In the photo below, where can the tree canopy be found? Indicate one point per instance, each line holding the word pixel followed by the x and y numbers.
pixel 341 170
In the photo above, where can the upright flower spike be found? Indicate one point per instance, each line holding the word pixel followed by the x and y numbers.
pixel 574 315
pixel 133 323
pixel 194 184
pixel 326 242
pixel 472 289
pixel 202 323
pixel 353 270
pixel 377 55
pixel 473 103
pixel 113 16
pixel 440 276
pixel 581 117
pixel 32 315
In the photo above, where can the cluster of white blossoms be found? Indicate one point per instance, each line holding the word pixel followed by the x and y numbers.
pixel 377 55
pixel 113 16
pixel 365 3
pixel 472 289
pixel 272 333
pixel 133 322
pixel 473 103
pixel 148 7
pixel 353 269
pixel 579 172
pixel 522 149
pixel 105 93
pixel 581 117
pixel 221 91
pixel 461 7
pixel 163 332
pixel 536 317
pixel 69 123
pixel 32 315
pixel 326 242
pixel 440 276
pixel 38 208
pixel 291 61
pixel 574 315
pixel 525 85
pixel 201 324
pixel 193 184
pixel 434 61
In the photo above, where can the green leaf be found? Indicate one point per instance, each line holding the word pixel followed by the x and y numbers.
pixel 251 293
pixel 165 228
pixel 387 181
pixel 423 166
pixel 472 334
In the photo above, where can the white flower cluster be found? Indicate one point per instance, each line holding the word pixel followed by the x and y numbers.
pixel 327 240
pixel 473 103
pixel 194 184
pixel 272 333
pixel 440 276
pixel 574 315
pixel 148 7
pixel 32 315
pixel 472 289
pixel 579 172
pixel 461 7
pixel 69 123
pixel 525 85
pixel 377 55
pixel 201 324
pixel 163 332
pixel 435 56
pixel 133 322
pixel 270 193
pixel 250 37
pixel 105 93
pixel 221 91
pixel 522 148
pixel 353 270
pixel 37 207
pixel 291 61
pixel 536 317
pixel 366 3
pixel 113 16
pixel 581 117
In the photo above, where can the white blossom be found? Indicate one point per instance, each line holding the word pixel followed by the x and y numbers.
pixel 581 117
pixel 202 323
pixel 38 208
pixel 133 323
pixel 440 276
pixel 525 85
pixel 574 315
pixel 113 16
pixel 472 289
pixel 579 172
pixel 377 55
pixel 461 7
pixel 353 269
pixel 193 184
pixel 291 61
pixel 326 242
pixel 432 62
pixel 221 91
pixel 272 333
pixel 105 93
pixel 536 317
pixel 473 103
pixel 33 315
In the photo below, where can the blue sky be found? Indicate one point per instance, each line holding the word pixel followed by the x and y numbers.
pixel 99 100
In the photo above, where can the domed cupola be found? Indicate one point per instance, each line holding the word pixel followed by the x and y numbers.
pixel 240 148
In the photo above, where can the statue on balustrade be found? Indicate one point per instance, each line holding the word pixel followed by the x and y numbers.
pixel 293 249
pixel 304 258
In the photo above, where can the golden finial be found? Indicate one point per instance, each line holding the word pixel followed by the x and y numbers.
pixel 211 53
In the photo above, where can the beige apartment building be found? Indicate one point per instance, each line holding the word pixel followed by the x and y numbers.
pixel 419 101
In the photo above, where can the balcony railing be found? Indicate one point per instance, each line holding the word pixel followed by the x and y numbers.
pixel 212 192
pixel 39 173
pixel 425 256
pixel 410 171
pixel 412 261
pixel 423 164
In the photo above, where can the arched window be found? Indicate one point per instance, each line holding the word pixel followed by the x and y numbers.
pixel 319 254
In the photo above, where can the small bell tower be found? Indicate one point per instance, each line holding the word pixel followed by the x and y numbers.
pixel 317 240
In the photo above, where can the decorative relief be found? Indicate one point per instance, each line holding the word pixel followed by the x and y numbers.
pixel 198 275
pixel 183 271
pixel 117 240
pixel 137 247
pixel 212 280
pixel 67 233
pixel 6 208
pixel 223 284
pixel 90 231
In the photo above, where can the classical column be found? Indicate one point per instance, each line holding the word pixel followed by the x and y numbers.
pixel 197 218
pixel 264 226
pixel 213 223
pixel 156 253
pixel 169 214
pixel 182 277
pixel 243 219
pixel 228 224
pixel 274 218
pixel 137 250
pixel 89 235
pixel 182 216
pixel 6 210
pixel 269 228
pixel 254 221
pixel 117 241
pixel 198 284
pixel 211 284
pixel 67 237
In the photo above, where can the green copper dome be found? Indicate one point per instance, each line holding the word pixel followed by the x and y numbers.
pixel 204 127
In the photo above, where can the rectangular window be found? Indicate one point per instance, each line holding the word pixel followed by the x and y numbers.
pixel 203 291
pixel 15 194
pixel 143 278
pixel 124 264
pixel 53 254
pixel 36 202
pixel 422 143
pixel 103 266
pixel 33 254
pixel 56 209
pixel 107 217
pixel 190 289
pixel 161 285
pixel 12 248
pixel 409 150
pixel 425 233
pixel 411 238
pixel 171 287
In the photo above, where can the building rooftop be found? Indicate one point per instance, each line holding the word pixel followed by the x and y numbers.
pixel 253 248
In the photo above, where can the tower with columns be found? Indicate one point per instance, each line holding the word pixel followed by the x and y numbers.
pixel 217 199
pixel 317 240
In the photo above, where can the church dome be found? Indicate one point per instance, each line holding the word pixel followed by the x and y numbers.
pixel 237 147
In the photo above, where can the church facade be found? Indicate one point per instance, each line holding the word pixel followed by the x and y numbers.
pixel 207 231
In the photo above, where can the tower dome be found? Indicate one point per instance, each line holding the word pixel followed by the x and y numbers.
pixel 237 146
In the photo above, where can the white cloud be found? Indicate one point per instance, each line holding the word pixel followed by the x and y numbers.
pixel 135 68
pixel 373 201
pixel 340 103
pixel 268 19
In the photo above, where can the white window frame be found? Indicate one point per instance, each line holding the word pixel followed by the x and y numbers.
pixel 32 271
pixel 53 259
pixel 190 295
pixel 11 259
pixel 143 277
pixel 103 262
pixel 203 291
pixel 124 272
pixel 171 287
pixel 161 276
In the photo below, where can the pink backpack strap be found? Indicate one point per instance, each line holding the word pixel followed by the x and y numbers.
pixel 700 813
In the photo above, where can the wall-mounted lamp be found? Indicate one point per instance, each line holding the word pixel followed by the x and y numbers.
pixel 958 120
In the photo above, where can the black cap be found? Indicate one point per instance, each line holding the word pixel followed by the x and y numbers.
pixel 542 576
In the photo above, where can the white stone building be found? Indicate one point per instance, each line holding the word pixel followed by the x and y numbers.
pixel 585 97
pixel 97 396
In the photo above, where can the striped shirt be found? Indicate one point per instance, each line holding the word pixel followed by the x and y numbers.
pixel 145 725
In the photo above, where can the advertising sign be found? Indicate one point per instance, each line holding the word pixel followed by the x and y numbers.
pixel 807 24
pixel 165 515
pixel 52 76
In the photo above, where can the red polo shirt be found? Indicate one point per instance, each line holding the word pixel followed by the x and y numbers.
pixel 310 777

········

What the exercise asks: Reproduce every one of the records above, word for word and in the same order, without changing anything.

Response for this exercise:
In the photo below, where can the tree canopy be found? Indicate one point per instance, each line holding the word pixel followed by the x and y numbers.
pixel 341 170
In the photo above, where can the upright flower spike be found? Indicate one point per instance, each line holding the word pixel followed by the x and y numbers.
pixel 574 315
pixel 133 323
pixel 194 184
pixel 326 242
pixel 472 289
pixel 202 323
pixel 353 270
pixel 377 55
pixel 473 103
pixel 113 16
pixel 440 276
pixel 581 117
pixel 32 315
In the photo above, where can the cluster of white blossoms be found? Indicate one point per instance, each line holding the word pixel followed by the x and y numbers.
pixel 377 55
pixel 113 16
pixel 365 3
pixel 472 289
pixel 272 333
pixel 133 322
pixel 473 103
pixel 148 7
pixel 353 269
pixel 579 172
pixel 522 149
pixel 105 93
pixel 581 117
pixel 221 91
pixel 461 7
pixel 163 332
pixel 536 317
pixel 69 123
pixel 32 315
pixel 326 242
pixel 440 276
pixel 38 208
pixel 291 61
pixel 574 315
pixel 525 85
pixel 201 324
pixel 193 184
pixel 434 61
In the photo above, where can the green leaf be found? Indicate one point per instance, each line holding the word pixel followed by the x and y numbers.
pixel 251 293
pixel 165 228
pixel 387 181
pixel 423 166
pixel 472 334
In the photo above, where can the white flower cluster be found? Indicate one point per instance, each line holding the word pixel followed by the x and y numbers.
pixel 327 240
pixel 473 103
pixel 194 184
pixel 272 333
pixel 440 276
pixel 574 315
pixel 148 7
pixel 32 315
pixel 472 289
pixel 579 172
pixel 461 7
pixel 69 123
pixel 525 85
pixel 377 55
pixel 201 324
pixel 163 332
pixel 435 56
pixel 133 322
pixel 270 193
pixel 250 37
pixel 105 93
pixel 221 91
pixel 522 148
pixel 353 270
pixel 37 207
pixel 291 61
pixel 536 317
pixel 366 3
pixel 113 16
pixel 581 117
In the photo above, where can the white blossom be found? Indicate one point per instance, each line holding the word pixel followed by the x and y numbers.
pixel 581 117
pixel 202 323
pixel 38 208
pixel 133 323
pixel 440 276
pixel 525 85
pixel 574 315
pixel 113 16
pixel 472 289
pixel 579 172
pixel 377 55
pixel 461 7
pixel 353 269
pixel 193 184
pixel 291 61
pixel 326 242
pixel 432 62
pixel 221 91
pixel 272 333
pixel 105 93
pixel 536 317
pixel 473 103
pixel 33 315
In the photo below, where can the blue sky be found? Indicate one point per instance, each line holding the word pixel followed by the x and y numbers.
pixel 99 100
In the photo above, where can the domed cupola be found? Indicate one point per instance, each line holding the word pixel followed by the x and y numbers.
pixel 240 148
In the photo above, where can the statue on balustrade be found? Indicate one point per instance, each line holding the word pixel followed by the x and y numbers.
pixel 293 249
pixel 304 258
In the photo above, where can the golden finial be found? Indicate one point per instance, each line holding the word pixel followed by the x and y numbers.
pixel 211 53
In the photo above, where can the beige apartment building be found? Indicate one point per instance, each line holding the word pixel followed by the x and y numbers.
pixel 419 101
In the photo above, where can the balcony railing be found? Indicate one point per instance, each line holding the word pixel followed by the x and y numbers.
pixel 212 192
pixel 39 173
pixel 425 256
pixel 410 171
pixel 412 261
pixel 423 164
In the photo above, where can the arched window be found? Indicate one point per instance, each line holding the word pixel followed by the x and y numbers.
pixel 319 254
In the photo above, where can the small bell tower be found? Indicate one point per instance, each line holding the word pixel followed by the x and y numbers.
pixel 317 240
In the photo above, where can the decorative relief be found? Indicate one point per instance, each line holding the word pixel followed by the x and y numbers.
pixel 198 275
pixel 183 271
pixel 117 240
pixel 137 247
pixel 212 280
pixel 67 233
pixel 6 208
pixel 223 284
pixel 90 231
In the photo above, where can the classical column be found? Indicate one point per instance, each line holding the word pixel followed by the x and y numbers.
pixel 197 218
pixel 264 226
pixel 213 223
pixel 156 253
pixel 169 214
pixel 182 277
pixel 243 219
pixel 228 224
pixel 274 218
pixel 137 250
pixel 89 235
pixel 182 216
pixel 6 210
pixel 269 228
pixel 254 221
pixel 117 241
pixel 198 284
pixel 211 284
pixel 67 237
In the photo above, where can the green copper dome be found? Indicate one point per instance, each line holding the word pixel followed by the x and y numbers.
pixel 204 127
In the photo above, where can the rectangular window be found? Indicate one point per instance, each line holding the word pixel followed by the x and y numbers.
pixel 203 291
pixel 15 194
pixel 143 278
pixel 124 264
pixel 53 254
pixel 36 202
pixel 422 143
pixel 103 266
pixel 33 254
pixel 56 209
pixel 107 217
pixel 190 289
pixel 161 285
pixel 12 248
pixel 409 150
pixel 425 233
pixel 411 238
pixel 171 287
In the photo above, where can the building rooftop be found? Indicate one point per instance, each line holding the word pixel followed by the x and y numbers.
pixel 253 248
In the photo above, where can the tower with columns be found? Indicate one point per instance, each line holding the word pixel followed by the x and y numbers.
pixel 217 199
pixel 317 240
In the photo above, where can the church dome be found? Indicate one point per instance, each line holding the word pixel followed by the x and y numbers.
pixel 237 147
In the photo above, where can the church facade be found? Indicate one point per instance, each line holding the word pixel followed by the x and y numbers.
pixel 207 231
In the photo above, where can the tower dome be found? Indicate one point per instance, each line holding the word pixel followed by the x and y numbers.
pixel 237 146
In the photo above, where can the white cloud be found? Indicate one point per instance, each line holding the word pixel followed by the x and y numbers.
pixel 135 68
pixel 373 201
pixel 340 103
pixel 268 19
In the photo above, where can the white window frame be found? Indicate one point per instance, each line holding the word pixel followed by the x and y numbers.
pixel 32 271
pixel 53 259
pixel 190 295
pixel 11 259
pixel 143 277
pixel 103 262
pixel 203 291
pixel 124 272
pixel 171 287
pixel 161 276
In the photo below, where can the pink backpack strap be found? Indicate one point per instance, each line holding the word pixel followed by the x and y numbers.
pixel 700 813
In the photo above, where can the wall-mounted lamp be found? Indicate one point per instance, each line holding the word pixel followed by the x and y numbers.
pixel 958 120
In the photo above, where can the black cap be found? Indicate one point per instance, each line holding the word pixel followed by the x and y numbers.
pixel 542 576
In the photo above, where can the white stone building be found? Indicate one point per instance, each line holding the word pixel followed by the x and y numbers.
pixel 585 97
pixel 97 396
In the photo above, where can the striped shirt be found? Indicate one point per instance, each line holding the word pixel followed by the x and y numbers.
pixel 145 725
In the photo above, where can the advertising sign be found? Indicate one point per instance, each line holding the word pixel followed by the x and y numbers.
pixel 807 24
pixel 165 515
pixel 52 76
In the photo above, where can the red polo shirt be found? Indicate one point per instance, each line holding the word pixel followed by the x and y numbers.
pixel 310 777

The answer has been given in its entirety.